* _Your instructions_: Show every line of the records below that contains the word "tire".

* _Available data_:

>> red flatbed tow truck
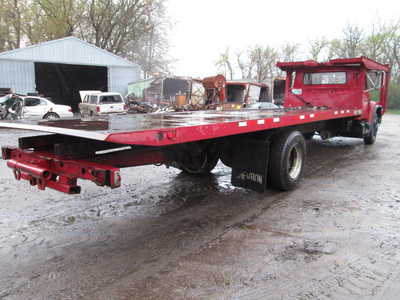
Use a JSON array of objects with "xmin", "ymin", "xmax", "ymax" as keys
[{"xmin": 0, "ymin": 57, "xmax": 390, "ymax": 193}]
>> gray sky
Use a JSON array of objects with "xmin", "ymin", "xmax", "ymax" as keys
[{"xmin": 167, "ymin": 0, "xmax": 399, "ymax": 77}]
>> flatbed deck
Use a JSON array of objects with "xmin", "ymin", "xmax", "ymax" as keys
[{"xmin": 0, "ymin": 107, "xmax": 361, "ymax": 146}]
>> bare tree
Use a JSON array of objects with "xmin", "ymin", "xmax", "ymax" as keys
[
  {"xmin": 78, "ymin": 0, "xmax": 170, "ymax": 77},
  {"xmin": 362, "ymin": 24, "xmax": 390, "ymax": 61},
  {"xmin": 249, "ymin": 45, "xmax": 278, "ymax": 82},
  {"xmin": 216, "ymin": 48, "xmax": 234, "ymax": 79},
  {"xmin": 329, "ymin": 24, "xmax": 363, "ymax": 59},
  {"xmin": 0, "ymin": 0, "xmax": 25, "ymax": 51},
  {"xmin": 217, "ymin": 45, "xmax": 279, "ymax": 82},
  {"xmin": 309, "ymin": 37, "xmax": 329, "ymax": 61},
  {"xmin": 279, "ymin": 42, "xmax": 299, "ymax": 62},
  {"xmin": 236, "ymin": 50, "xmax": 253, "ymax": 80},
  {"xmin": 276, "ymin": 42, "xmax": 299, "ymax": 77},
  {"xmin": 25, "ymin": 0, "xmax": 87, "ymax": 44},
  {"xmin": 343, "ymin": 24, "xmax": 363, "ymax": 57}
]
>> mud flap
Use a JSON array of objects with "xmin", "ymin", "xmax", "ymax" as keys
[{"xmin": 231, "ymin": 139, "xmax": 270, "ymax": 192}]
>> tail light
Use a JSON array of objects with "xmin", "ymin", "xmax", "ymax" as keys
[
  {"xmin": 68, "ymin": 108, "xmax": 72, "ymax": 112},
  {"xmin": 123, "ymin": 104, "xmax": 128, "ymax": 111},
  {"xmin": 96, "ymin": 106, "xmax": 100, "ymax": 113}
]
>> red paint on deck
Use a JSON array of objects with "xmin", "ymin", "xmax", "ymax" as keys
[{"xmin": 105, "ymin": 108, "xmax": 360, "ymax": 146}]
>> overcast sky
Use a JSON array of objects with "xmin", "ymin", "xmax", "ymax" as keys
[{"xmin": 166, "ymin": 0, "xmax": 399, "ymax": 78}]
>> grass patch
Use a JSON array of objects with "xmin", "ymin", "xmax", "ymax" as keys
[{"xmin": 387, "ymin": 109, "xmax": 400, "ymax": 115}]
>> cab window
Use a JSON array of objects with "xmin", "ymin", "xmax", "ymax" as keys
[
  {"xmin": 303, "ymin": 72, "xmax": 346, "ymax": 85},
  {"xmin": 365, "ymin": 71, "xmax": 382, "ymax": 90},
  {"xmin": 365, "ymin": 70, "xmax": 383, "ymax": 102}
]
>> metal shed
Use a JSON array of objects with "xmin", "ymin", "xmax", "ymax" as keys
[{"xmin": 0, "ymin": 36, "xmax": 141, "ymax": 110}]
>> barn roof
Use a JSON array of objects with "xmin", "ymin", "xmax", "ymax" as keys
[{"xmin": 0, "ymin": 36, "xmax": 138, "ymax": 68}]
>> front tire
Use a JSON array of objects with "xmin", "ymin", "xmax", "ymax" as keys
[
  {"xmin": 364, "ymin": 113, "xmax": 378, "ymax": 145},
  {"xmin": 269, "ymin": 131, "xmax": 306, "ymax": 191}
]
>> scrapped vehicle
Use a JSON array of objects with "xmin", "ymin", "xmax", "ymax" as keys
[
  {"xmin": 272, "ymin": 78, "xmax": 286, "ymax": 105},
  {"xmin": 0, "ymin": 57, "xmax": 390, "ymax": 195},
  {"xmin": 79, "ymin": 91, "xmax": 128, "ymax": 117},
  {"xmin": 127, "ymin": 77, "xmax": 191, "ymax": 106},
  {"xmin": 0, "ymin": 88, "xmax": 12, "ymax": 97},
  {"xmin": 202, "ymin": 76, "xmax": 271, "ymax": 110},
  {"xmin": 22, "ymin": 96, "xmax": 73, "ymax": 120},
  {"xmin": 224, "ymin": 81, "xmax": 269, "ymax": 109},
  {"xmin": 0, "ymin": 94, "xmax": 23, "ymax": 120},
  {"xmin": 127, "ymin": 100, "xmax": 157, "ymax": 114}
]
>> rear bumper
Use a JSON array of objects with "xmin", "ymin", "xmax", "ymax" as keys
[
  {"xmin": 98, "ymin": 111, "xmax": 128, "ymax": 115},
  {"xmin": 2, "ymin": 147, "xmax": 121, "ymax": 194},
  {"xmin": 58, "ymin": 112, "xmax": 74, "ymax": 118}
]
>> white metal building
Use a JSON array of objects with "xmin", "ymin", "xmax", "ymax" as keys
[{"xmin": 0, "ymin": 36, "xmax": 141, "ymax": 110}]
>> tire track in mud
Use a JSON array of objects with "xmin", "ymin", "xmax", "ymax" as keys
[{"xmin": 287, "ymin": 252, "xmax": 400, "ymax": 299}]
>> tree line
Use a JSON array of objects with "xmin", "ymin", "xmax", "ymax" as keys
[
  {"xmin": 0, "ymin": 0, "xmax": 171, "ymax": 78},
  {"xmin": 216, "ymin": 22, "xmax": 400, "ymax": 110}
]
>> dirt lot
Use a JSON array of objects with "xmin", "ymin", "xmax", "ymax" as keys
[{"xmin": 0, "ymin": 114, "xmax": 399, "ymax": 300}]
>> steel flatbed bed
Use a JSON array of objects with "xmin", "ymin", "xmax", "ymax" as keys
[{"xmin": 0, "ymin": 107, "xmax": 361, "ymax": 146}]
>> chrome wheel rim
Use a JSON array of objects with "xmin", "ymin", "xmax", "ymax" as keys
[{"xmin": 288, "ymin": 145, "xmax": 302, "ymax": 180}]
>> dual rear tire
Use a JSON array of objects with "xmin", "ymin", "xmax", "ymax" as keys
[
  {"xmin": 269, "ymin": 131, "xmax": 306, "ymax": 191},
  {"xmin": 176, "ymin": 131, "xmax": 306, "ymax": 192},
  {"xmin": 176, "ymin": 131, "xmax": 306, "ymax": 191}
]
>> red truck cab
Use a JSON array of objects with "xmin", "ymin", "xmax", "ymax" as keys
[{"xmin": 279, "ymin": 56, "xmax": 390, "ymax": 124}]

* _Response box_:
>> front tire
>> tire track in mud
>> dual rear tire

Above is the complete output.